**Problem to solve**
Present the lines as a numbered list, starting at the first line of the entries below and ending at the line that contains "pixel 93 26". Leave out any blank lines.

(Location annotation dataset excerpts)
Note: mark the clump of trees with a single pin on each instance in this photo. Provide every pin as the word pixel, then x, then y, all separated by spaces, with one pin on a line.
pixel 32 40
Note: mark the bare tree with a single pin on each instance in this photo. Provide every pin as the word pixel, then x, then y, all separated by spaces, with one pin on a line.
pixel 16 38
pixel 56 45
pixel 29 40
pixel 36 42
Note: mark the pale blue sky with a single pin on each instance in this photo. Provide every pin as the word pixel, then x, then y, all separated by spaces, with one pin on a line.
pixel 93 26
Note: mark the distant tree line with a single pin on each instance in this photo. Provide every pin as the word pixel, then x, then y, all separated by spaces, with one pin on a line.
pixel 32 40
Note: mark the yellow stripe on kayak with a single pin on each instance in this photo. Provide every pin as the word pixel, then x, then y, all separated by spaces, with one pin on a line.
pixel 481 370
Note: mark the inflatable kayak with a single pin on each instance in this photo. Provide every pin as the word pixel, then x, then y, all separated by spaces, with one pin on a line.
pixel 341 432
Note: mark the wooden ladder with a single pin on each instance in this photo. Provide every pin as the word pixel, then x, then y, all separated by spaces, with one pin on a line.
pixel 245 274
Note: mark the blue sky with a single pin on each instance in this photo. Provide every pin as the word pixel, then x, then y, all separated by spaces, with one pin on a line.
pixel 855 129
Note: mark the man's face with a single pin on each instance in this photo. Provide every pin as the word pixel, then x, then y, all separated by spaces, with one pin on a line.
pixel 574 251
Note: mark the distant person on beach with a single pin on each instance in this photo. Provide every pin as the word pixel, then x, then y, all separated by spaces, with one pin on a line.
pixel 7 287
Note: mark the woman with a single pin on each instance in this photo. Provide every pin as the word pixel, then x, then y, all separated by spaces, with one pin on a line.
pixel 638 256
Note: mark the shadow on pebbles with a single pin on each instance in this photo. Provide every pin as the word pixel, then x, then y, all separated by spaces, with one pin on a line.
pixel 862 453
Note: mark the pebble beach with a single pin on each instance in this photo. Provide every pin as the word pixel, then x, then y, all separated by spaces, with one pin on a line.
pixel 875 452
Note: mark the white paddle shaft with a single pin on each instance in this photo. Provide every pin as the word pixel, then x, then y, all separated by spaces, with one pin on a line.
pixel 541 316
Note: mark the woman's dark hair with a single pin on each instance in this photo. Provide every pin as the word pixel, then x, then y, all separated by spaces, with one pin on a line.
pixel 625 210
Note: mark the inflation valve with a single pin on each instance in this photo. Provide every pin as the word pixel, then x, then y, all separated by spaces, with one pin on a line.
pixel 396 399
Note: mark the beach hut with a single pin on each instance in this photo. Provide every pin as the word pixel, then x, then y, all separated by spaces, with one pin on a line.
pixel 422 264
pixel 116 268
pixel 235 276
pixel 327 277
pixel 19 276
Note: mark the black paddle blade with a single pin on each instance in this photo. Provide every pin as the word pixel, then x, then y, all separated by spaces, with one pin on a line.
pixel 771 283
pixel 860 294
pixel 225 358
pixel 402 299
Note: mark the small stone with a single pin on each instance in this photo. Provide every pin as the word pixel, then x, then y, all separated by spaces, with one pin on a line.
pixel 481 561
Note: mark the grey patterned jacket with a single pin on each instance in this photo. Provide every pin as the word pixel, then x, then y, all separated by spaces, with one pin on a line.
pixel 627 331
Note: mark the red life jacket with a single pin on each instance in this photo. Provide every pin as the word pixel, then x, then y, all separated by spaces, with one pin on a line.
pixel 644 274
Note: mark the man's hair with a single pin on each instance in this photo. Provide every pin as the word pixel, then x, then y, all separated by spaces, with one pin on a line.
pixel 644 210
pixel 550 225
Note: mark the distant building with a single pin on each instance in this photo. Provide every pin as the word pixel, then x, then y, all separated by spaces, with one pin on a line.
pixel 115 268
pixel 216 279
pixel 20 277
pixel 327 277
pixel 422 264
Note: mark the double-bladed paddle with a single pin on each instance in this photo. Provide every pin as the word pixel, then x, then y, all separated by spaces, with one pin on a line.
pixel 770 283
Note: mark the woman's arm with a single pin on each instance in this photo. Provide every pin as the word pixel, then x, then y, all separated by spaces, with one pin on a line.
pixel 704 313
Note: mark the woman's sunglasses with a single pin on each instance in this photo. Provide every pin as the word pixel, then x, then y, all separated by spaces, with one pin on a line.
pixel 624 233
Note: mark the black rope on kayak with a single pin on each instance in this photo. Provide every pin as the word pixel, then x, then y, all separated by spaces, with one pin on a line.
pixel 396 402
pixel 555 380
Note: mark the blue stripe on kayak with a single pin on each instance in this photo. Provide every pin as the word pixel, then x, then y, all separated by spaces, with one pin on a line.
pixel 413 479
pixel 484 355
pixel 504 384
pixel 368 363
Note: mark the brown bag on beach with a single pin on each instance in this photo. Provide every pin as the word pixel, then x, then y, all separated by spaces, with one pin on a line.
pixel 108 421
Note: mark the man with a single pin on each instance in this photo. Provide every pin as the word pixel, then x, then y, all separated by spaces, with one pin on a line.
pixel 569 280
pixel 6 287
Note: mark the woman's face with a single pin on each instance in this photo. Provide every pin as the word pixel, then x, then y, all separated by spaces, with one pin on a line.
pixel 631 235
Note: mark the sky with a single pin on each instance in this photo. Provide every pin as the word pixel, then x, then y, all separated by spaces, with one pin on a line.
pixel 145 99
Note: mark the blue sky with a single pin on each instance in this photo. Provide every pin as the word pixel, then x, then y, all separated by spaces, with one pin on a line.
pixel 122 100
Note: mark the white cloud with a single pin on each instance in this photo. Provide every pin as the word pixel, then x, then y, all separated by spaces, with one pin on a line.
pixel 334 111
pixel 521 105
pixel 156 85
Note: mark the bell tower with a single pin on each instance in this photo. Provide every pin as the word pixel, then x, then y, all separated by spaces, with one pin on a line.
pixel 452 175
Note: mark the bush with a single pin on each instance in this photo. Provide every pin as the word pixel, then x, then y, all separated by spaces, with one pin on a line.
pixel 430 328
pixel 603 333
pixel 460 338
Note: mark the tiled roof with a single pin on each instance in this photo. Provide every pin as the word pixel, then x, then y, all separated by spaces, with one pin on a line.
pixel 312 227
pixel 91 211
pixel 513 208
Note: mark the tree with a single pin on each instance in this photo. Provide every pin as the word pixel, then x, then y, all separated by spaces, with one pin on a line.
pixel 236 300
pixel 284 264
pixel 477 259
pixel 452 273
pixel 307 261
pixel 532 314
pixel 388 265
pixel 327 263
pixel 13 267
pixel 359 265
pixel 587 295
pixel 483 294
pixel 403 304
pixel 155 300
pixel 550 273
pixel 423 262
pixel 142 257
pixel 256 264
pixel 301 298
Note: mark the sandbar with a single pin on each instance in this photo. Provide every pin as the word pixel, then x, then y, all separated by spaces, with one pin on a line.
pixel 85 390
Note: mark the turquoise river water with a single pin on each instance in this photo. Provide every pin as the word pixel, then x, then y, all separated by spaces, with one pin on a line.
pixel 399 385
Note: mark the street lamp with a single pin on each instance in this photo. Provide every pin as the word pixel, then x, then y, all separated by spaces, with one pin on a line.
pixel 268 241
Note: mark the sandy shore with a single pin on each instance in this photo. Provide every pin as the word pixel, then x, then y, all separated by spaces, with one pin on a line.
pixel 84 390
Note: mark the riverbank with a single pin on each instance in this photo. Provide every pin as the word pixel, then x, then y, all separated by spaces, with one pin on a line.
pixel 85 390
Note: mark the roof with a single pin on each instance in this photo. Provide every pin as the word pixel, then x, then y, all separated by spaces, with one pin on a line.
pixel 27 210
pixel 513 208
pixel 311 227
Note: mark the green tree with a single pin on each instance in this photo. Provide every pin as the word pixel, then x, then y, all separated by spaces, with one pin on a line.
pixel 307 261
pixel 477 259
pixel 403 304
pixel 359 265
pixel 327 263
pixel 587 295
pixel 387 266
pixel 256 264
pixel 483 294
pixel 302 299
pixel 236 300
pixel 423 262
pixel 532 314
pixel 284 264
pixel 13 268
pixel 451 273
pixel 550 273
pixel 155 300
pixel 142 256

**The solution**
1. Note: mark the clump of trees with a single pin on each instance in this photo. Provide every pin as the word pixel, then x, then y, all separated by spaces, with one pin on a line.
2. pixel 32 40
3. Note: mark the bare tree with a single pin on each instance in this photo. Provide every pin as the word pixel, then x, then y, all separated by spaces, with one pin on a line.
4. pixel 16 38
5. pixel 56 45
6. pixel 29 40
7. pixel 36 42
8. Note: mark the pale blue sky with a single pin on each instance in this photo. Provide every pin as the word pixel, then x, then y, all separated by spaces, with one pin on a line.
9. pixel 93 26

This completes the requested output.